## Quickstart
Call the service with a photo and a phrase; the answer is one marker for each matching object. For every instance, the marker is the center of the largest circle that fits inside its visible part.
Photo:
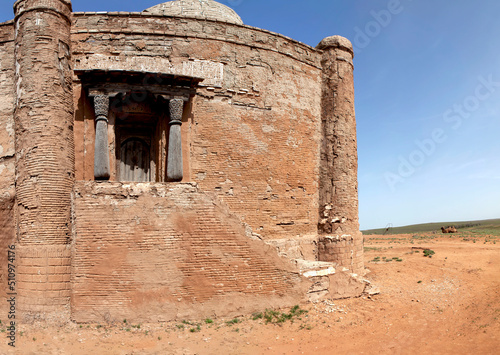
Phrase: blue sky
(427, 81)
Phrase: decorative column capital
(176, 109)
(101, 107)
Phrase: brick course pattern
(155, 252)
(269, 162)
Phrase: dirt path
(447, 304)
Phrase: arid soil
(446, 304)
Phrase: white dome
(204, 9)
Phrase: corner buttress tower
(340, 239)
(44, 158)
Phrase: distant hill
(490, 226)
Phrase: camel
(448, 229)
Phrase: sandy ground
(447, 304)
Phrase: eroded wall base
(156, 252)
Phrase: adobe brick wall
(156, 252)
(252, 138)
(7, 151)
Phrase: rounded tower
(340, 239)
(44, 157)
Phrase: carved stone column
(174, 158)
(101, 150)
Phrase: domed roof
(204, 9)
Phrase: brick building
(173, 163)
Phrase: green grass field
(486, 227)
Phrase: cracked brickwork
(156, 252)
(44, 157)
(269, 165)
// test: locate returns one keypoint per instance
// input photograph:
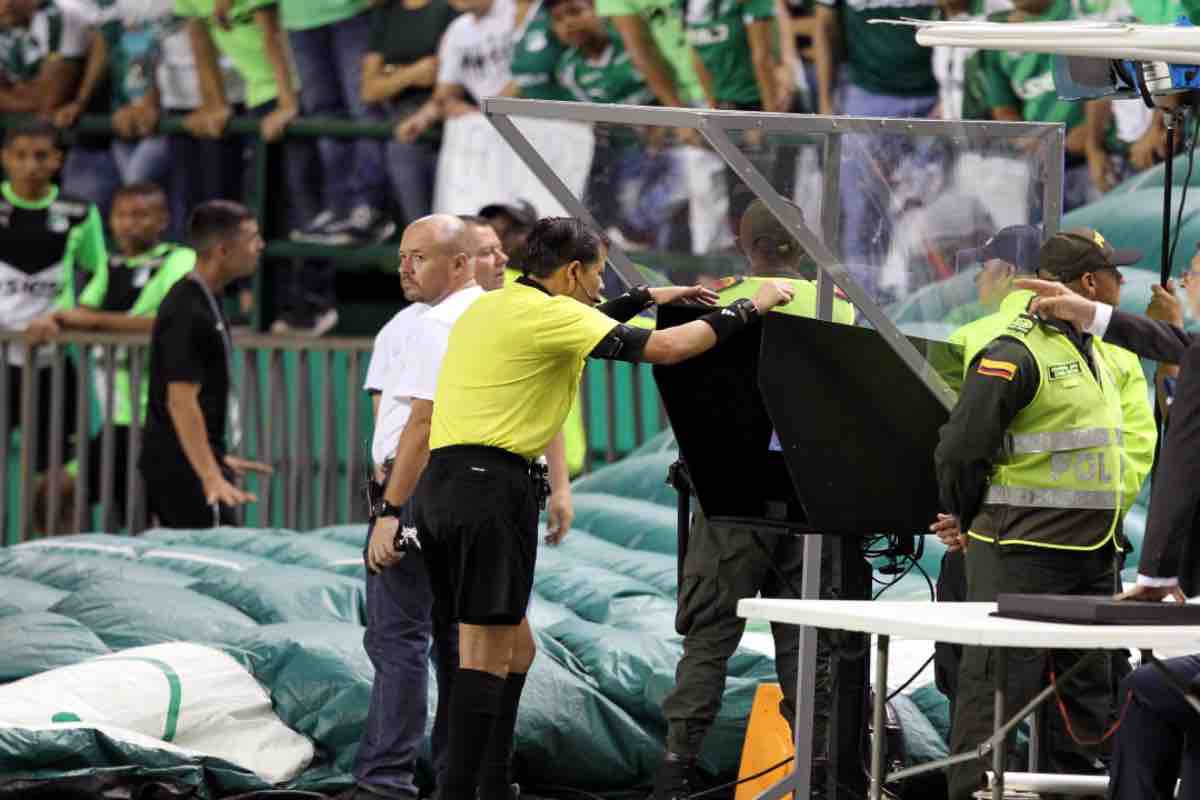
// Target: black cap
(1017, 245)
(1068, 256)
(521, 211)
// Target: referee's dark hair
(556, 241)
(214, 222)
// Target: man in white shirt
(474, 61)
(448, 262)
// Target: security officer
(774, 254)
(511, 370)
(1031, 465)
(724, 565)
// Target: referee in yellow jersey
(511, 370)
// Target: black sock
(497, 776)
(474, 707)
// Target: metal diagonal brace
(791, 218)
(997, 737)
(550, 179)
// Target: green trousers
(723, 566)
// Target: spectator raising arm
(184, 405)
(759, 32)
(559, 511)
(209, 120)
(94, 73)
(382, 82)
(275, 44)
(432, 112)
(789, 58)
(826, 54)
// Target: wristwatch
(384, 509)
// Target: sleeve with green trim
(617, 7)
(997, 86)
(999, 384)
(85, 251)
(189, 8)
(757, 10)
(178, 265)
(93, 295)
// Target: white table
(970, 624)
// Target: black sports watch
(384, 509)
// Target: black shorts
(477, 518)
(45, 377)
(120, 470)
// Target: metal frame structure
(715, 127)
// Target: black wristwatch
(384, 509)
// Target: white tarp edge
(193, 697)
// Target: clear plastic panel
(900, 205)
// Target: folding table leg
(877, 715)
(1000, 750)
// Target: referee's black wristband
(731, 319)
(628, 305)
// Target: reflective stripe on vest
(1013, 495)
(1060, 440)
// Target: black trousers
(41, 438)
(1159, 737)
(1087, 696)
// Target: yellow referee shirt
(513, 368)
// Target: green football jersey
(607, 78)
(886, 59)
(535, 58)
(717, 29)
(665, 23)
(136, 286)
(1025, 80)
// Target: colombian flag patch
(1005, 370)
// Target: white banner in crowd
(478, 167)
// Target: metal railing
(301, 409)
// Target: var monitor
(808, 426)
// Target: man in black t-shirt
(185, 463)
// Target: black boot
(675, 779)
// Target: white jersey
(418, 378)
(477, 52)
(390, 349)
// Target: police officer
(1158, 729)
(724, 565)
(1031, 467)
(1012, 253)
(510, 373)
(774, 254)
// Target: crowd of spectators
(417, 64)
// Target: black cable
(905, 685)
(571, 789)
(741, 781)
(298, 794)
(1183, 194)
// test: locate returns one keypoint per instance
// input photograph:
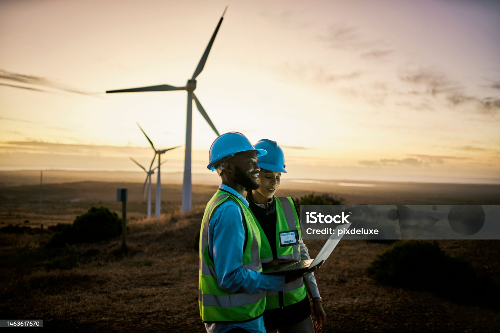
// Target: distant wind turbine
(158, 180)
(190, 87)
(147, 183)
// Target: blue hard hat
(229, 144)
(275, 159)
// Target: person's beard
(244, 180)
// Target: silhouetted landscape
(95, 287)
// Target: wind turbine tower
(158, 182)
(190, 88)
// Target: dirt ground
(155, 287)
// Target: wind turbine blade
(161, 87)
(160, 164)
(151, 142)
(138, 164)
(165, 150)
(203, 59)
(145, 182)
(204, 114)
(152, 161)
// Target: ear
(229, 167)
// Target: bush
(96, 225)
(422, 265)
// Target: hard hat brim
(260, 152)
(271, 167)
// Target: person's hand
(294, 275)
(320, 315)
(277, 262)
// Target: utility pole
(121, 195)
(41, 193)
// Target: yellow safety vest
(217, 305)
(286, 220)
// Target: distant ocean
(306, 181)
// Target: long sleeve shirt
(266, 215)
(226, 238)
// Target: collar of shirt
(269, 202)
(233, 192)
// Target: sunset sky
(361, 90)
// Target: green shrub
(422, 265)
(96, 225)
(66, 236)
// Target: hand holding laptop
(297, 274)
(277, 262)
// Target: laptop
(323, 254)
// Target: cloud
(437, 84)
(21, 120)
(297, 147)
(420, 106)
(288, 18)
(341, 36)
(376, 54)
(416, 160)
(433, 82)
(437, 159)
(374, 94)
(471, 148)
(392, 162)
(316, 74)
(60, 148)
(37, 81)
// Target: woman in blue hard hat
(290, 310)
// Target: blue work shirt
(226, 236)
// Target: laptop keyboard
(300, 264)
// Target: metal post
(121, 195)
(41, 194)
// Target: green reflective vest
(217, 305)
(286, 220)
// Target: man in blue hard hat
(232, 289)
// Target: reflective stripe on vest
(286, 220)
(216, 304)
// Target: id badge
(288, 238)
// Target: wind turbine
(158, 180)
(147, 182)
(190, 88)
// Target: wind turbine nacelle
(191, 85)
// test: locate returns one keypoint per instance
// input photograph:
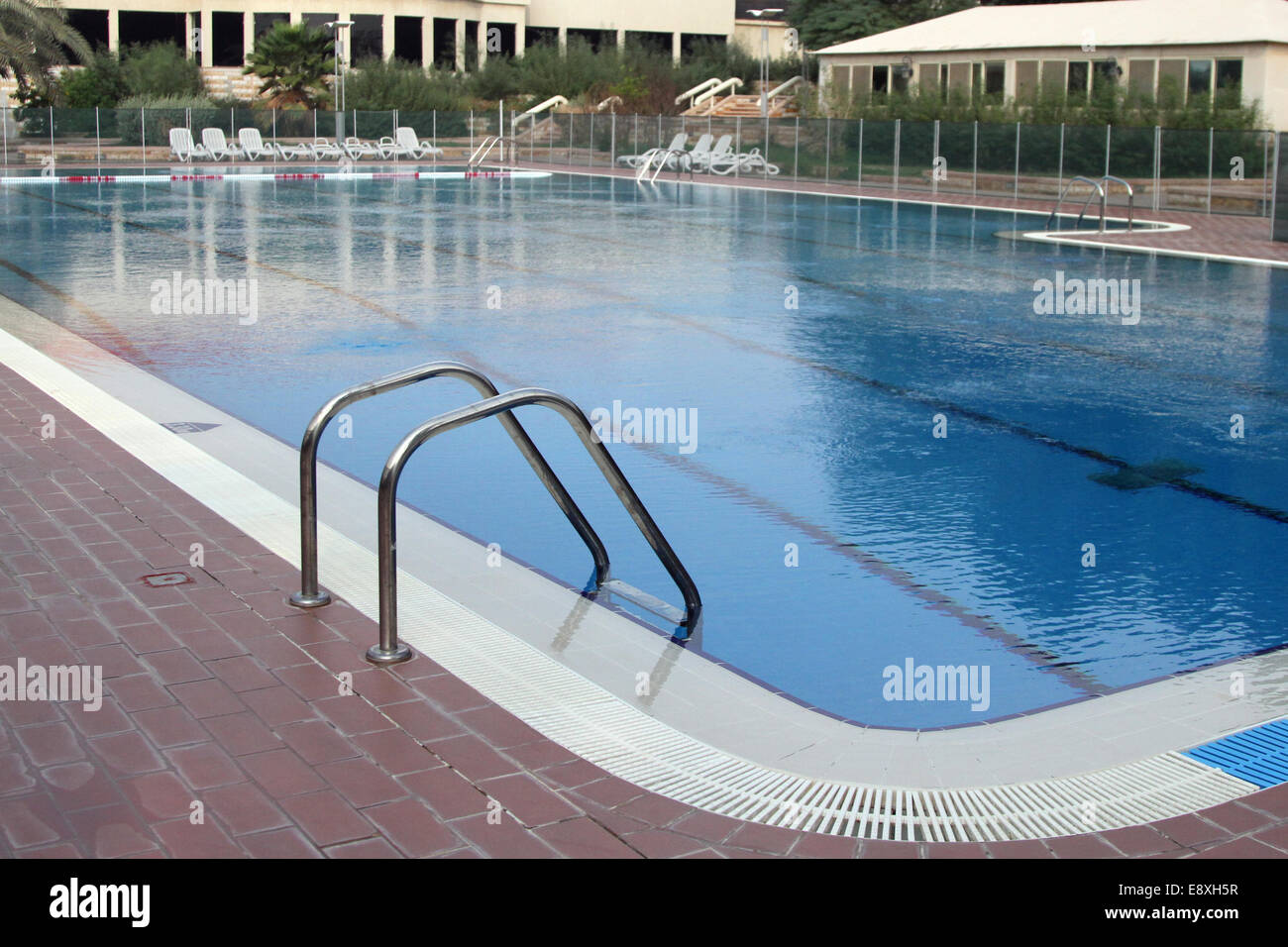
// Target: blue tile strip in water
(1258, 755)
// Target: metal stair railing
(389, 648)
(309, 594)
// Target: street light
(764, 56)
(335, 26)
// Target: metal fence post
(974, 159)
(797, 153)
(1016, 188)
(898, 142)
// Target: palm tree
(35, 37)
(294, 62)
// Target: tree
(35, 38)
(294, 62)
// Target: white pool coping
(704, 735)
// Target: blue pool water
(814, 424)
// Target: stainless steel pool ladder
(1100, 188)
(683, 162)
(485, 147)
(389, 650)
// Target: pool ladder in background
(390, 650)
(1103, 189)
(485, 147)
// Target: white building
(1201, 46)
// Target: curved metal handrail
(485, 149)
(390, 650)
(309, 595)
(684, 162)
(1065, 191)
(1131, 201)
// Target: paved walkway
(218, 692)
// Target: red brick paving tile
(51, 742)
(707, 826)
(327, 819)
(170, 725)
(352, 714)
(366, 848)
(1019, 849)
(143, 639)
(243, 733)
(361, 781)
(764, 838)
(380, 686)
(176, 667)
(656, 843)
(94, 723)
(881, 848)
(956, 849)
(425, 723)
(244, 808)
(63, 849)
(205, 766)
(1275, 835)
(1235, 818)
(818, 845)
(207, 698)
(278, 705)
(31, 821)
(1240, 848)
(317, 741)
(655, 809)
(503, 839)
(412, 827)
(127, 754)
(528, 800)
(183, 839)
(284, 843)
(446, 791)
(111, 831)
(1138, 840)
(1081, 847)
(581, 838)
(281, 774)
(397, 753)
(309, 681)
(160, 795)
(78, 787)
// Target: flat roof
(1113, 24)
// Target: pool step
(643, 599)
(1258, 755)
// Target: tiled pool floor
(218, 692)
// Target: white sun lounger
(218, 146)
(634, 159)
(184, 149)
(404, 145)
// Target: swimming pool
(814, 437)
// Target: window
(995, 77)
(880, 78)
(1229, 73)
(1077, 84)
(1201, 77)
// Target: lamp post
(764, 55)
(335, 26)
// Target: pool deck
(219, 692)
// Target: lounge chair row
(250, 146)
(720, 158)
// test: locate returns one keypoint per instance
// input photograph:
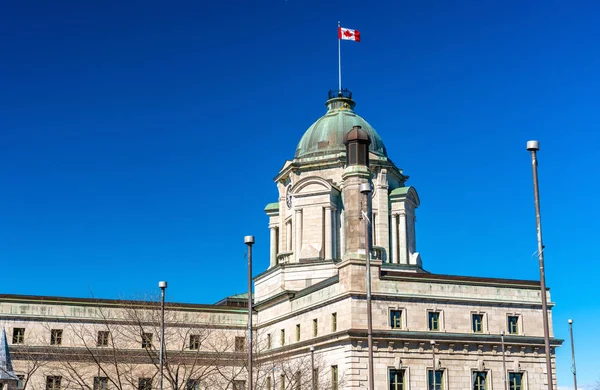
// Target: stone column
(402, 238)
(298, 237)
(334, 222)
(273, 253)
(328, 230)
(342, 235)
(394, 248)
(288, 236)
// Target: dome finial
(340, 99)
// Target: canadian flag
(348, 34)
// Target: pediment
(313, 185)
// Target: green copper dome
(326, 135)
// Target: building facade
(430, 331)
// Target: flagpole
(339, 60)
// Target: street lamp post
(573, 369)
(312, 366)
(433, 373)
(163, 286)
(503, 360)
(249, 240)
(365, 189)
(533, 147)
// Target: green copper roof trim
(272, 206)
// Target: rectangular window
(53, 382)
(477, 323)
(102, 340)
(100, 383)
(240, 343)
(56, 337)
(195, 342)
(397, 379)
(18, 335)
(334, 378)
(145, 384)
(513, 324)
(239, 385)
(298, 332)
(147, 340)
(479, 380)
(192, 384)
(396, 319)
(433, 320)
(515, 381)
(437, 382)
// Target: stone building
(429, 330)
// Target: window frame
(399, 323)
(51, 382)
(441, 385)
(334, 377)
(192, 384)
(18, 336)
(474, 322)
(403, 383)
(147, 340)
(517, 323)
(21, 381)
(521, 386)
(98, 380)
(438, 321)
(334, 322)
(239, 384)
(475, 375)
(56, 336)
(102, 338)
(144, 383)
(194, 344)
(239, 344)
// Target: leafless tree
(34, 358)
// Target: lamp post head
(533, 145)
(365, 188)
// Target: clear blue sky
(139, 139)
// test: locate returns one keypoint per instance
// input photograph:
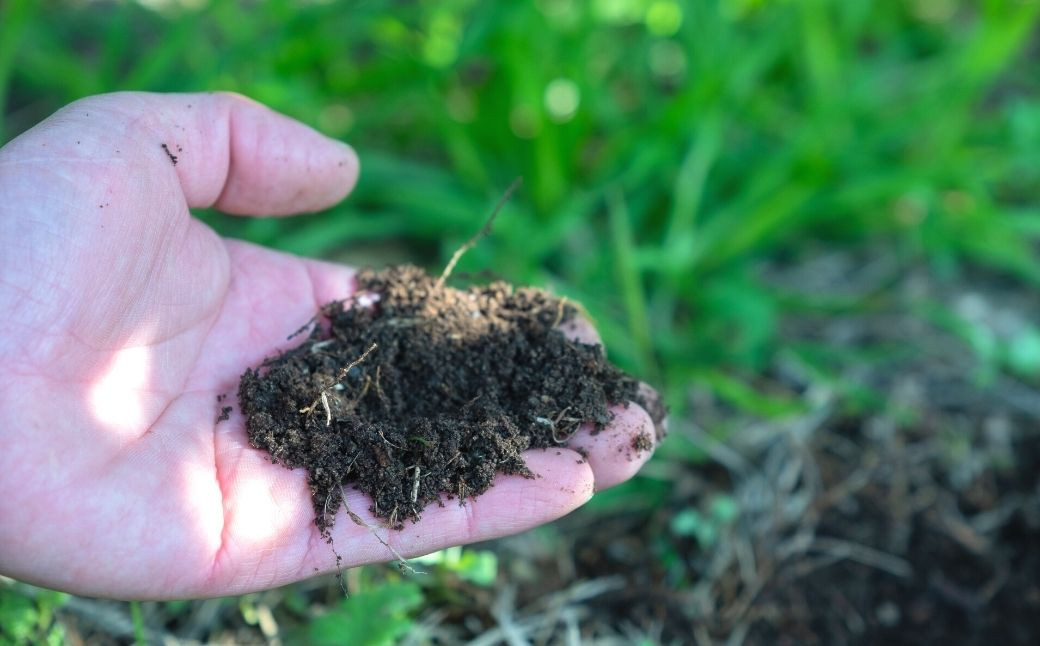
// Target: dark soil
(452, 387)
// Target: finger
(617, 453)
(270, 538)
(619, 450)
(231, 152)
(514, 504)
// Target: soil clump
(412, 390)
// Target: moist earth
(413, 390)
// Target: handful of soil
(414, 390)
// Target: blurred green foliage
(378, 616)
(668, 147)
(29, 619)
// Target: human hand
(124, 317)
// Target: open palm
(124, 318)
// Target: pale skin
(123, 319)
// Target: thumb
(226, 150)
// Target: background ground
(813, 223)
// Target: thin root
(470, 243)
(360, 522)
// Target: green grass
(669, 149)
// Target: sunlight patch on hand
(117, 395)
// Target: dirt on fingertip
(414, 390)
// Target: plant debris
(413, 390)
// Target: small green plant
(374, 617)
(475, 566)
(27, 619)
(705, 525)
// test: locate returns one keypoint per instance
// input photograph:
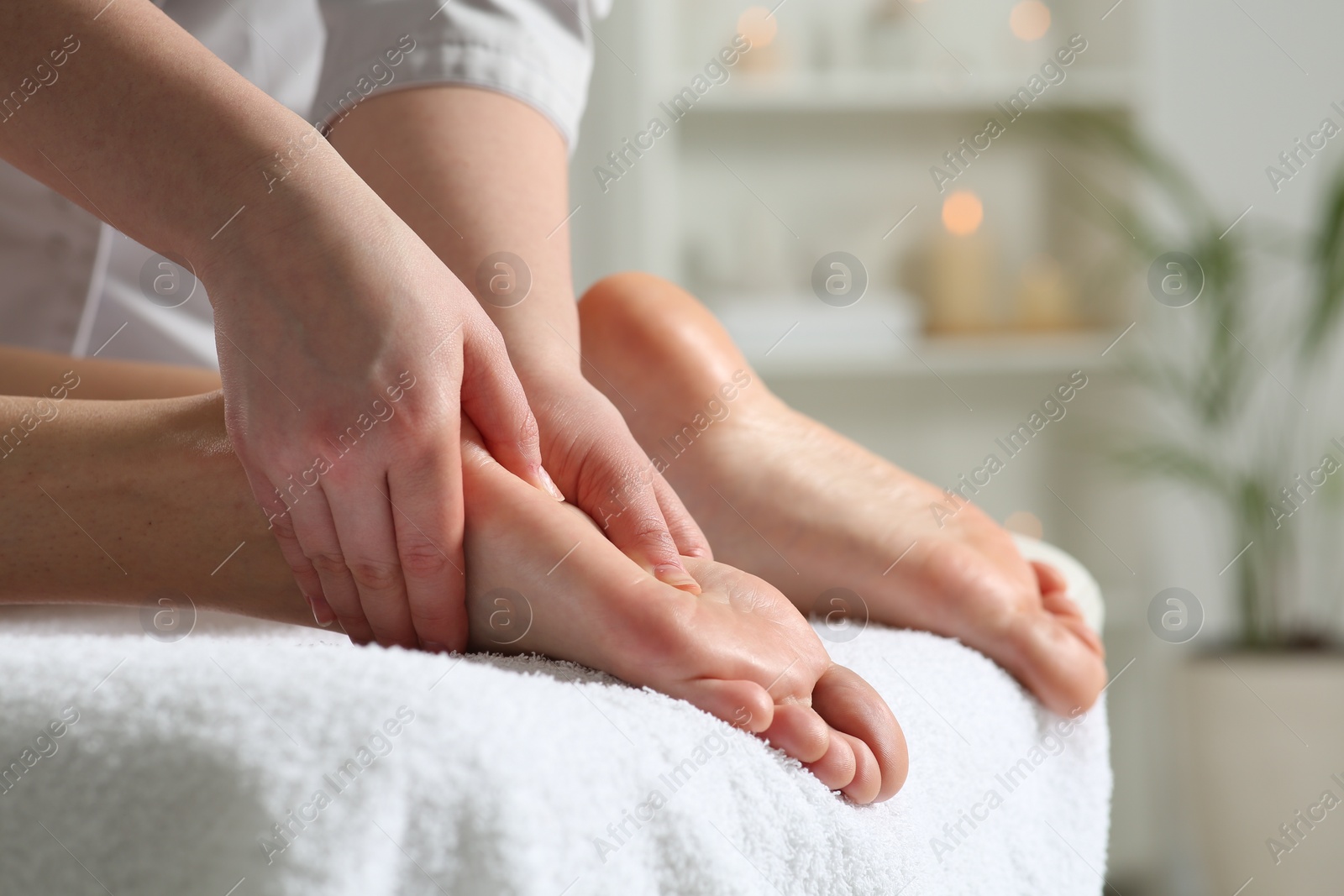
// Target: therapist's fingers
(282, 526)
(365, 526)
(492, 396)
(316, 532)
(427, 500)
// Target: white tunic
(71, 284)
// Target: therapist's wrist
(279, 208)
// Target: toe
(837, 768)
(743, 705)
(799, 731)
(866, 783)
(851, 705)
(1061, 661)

━━━━━━━━━━━━━━━━━━━━

— Aufgabenbeschreibung —
Entnimm den Einträgen die Zeilen zwischen der Zeile mit "Target: black boot" und der Zeile mit "(1183, 194)", beide eingeschlossen, und gib sie wortgetreu wieder.

— Lösung —
// Target: black boot
(675, 779)
// Target: white jersey
(418, 378)
(477, 52)
(390, 349)
// Target: police officer
(1158, 729)
(724, 565)
(1031, 467)
(1012, 253)
(510, 373)
(774, 254)
// Target: crowd of spectators
(417, 64)
// Target: black cable
(905, 685)
(571, 789)
(741, 781)
(298, 794)
(1183, 194)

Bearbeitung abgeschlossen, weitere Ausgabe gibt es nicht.